Point placement records:
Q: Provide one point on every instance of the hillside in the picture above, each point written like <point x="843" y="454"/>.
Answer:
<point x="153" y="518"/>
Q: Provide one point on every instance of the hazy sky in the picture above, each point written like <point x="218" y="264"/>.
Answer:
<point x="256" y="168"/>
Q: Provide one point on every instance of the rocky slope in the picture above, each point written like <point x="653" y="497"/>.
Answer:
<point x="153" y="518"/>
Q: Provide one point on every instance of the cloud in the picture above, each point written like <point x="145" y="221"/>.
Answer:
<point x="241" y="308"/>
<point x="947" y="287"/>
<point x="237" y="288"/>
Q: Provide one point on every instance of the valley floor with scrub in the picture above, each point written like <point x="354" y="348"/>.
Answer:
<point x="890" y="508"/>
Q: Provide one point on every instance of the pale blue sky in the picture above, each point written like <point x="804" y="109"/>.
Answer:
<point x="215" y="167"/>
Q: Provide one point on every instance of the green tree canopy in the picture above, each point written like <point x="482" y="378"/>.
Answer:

* * *

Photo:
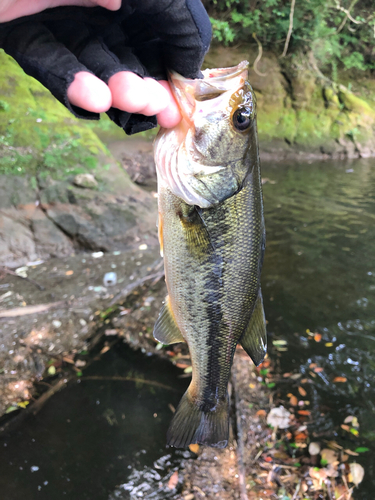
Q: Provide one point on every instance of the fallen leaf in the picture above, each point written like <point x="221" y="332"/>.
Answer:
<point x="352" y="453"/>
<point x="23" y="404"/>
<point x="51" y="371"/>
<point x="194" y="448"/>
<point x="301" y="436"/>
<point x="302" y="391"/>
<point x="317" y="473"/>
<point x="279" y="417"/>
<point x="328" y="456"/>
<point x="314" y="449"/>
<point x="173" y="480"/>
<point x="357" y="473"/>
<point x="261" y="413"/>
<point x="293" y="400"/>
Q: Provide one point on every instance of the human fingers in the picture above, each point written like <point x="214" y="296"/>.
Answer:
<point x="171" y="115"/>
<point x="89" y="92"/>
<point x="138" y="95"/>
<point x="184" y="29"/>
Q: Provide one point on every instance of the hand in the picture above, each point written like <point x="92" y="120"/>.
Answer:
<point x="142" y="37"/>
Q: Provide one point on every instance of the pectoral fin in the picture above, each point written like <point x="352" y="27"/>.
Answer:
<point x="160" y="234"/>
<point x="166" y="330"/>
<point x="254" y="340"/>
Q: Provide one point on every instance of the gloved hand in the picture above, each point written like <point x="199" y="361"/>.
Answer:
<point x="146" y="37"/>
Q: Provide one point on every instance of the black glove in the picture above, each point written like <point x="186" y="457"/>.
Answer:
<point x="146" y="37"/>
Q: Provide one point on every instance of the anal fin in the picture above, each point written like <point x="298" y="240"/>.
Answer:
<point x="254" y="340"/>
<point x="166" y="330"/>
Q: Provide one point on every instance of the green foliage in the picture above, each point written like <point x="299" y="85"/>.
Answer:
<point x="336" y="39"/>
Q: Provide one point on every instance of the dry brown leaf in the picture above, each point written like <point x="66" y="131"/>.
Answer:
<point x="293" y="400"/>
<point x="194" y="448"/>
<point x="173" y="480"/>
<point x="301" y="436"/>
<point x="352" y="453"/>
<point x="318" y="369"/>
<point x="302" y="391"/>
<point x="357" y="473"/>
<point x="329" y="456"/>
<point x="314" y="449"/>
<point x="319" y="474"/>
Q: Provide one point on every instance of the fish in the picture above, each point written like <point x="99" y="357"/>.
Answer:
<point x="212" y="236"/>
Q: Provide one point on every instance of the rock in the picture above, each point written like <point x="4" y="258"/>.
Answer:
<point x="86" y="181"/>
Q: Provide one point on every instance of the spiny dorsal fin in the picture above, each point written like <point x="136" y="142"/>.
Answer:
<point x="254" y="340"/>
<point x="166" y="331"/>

...

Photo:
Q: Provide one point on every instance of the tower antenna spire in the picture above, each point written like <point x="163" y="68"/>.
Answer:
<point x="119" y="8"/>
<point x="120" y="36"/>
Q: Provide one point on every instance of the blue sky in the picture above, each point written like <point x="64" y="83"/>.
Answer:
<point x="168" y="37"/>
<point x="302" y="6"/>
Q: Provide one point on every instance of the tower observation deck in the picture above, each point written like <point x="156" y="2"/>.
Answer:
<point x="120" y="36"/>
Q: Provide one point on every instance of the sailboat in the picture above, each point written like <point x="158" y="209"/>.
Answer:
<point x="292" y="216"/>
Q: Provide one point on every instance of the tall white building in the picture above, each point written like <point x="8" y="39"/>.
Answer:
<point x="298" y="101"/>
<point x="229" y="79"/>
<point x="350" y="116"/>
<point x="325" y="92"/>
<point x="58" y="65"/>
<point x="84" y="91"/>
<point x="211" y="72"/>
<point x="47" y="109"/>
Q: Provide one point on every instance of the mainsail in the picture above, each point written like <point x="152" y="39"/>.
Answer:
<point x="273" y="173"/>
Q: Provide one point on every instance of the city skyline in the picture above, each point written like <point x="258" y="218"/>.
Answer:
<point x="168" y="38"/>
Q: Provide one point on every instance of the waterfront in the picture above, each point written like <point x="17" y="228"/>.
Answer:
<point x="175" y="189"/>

(DIRECTION):
List every line in the listing above that contains the word "green".

(EXERCISE RESPONSE):
Q: Provide one point on every instance of the green tree canopy in the picture above, each point written like <point x="482" y="378"/>.
Q: Provide one point on every instance of the green foliage in the picture above, each point written like <point x="299" y="85"/>.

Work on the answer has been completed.